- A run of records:
___

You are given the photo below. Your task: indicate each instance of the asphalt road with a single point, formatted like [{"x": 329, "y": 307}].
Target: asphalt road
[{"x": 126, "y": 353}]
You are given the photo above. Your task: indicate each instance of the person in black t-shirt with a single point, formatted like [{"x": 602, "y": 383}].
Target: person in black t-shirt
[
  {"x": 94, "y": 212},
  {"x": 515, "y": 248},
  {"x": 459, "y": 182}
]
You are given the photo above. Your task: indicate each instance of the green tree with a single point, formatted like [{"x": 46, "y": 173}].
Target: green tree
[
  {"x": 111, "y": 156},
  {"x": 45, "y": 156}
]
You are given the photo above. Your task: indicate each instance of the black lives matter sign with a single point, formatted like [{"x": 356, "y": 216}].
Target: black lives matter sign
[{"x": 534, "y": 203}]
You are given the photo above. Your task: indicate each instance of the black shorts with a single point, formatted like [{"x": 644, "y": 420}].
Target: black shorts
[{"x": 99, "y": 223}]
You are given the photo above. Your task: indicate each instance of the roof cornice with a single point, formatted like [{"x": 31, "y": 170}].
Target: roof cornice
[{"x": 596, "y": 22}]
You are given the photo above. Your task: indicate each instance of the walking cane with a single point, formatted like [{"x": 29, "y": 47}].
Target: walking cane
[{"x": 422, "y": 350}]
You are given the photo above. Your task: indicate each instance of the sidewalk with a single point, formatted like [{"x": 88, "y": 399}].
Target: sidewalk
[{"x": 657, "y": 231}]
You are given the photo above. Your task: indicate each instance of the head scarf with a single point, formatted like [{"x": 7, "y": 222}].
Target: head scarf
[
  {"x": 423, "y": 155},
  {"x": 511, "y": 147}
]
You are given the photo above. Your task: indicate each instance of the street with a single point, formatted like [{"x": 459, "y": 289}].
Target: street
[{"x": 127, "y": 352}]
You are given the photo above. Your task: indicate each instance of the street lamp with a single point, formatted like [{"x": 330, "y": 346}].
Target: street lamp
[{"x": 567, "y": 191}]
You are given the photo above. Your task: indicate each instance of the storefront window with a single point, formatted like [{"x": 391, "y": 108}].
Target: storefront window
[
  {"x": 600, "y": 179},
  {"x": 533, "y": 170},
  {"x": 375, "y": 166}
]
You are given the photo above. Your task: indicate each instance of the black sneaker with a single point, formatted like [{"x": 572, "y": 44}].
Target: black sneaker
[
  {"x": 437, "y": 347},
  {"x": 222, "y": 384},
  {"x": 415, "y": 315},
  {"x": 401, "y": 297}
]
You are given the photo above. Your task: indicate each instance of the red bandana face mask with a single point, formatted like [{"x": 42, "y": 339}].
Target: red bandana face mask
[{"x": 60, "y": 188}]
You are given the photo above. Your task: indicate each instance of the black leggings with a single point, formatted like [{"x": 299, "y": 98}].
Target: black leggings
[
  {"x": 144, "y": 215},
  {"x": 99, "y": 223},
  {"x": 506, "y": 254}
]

___

- Task brief: Copy out, character for character, the rows from the line containing "the black sneaker" through the end of the rows.

- Exercise response:
You are given the photo above. Your task: indicate each instance of the black sneaker with a single point, formatted like [{"x": 572, "y": 44}].
Target: black sneaker
[
  {"x": 437, "y": 347},
  {"x": 222, "y": 384},
  {"x": 415, "y": 315},
  {"x": 401, "y": 297}
]
You are given the photo above. Your task: indicate each instance of the red bandana face mask with a single point, formatted like [{"x": 42, "y": 339}].
Target: red bandana face mask
[{"x": 60, "y": 188}]
You are given the photo above. Your task: indicate each instance of the black leggings with a single point, formatted like [{"x": 299, "y": 98}].
Target: black leggings
[
  {"x": 144, "y": 215},
  {"x": 99, "y": 223},
  {"x": 506, "y": 254}
]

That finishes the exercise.